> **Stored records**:

▬▬▬

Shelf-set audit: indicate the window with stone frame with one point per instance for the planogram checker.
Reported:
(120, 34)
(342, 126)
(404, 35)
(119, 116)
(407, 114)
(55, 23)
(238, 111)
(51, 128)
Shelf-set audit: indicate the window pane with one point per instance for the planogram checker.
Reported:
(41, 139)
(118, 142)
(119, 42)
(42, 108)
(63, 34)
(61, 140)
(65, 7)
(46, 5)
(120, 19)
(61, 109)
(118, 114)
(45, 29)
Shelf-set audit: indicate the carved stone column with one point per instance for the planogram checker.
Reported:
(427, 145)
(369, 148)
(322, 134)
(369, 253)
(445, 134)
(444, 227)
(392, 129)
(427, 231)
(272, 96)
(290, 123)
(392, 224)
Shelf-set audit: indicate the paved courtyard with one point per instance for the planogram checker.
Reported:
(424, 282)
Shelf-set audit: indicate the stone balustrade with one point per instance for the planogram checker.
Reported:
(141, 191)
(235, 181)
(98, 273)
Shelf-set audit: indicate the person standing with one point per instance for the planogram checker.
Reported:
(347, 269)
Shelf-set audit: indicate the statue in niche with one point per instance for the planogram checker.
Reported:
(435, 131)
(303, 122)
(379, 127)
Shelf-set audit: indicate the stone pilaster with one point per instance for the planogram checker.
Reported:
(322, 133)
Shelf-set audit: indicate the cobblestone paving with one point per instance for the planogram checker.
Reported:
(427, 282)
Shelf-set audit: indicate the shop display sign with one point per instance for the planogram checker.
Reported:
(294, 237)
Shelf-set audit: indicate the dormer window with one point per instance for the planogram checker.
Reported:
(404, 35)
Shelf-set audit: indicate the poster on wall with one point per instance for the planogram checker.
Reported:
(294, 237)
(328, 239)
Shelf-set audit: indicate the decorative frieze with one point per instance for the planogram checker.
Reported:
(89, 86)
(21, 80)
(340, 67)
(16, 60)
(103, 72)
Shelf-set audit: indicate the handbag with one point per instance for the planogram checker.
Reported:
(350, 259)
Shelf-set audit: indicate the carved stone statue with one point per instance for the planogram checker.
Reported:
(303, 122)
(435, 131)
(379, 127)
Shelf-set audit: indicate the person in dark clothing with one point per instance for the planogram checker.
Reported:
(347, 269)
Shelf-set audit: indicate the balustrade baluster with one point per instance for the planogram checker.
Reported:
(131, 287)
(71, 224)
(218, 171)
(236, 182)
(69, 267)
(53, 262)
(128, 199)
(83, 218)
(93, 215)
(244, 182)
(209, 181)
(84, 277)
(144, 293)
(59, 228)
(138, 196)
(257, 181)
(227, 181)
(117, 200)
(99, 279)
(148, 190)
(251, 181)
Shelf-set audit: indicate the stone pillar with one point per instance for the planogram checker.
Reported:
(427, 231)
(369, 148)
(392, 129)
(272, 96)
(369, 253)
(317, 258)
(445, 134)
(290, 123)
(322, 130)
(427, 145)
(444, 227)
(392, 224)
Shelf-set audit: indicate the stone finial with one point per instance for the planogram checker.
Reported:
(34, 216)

▬▬▬

> **What to work on**:
What must be returned is only the number of lines in the records that hold the word "window".

> **Reply**:
3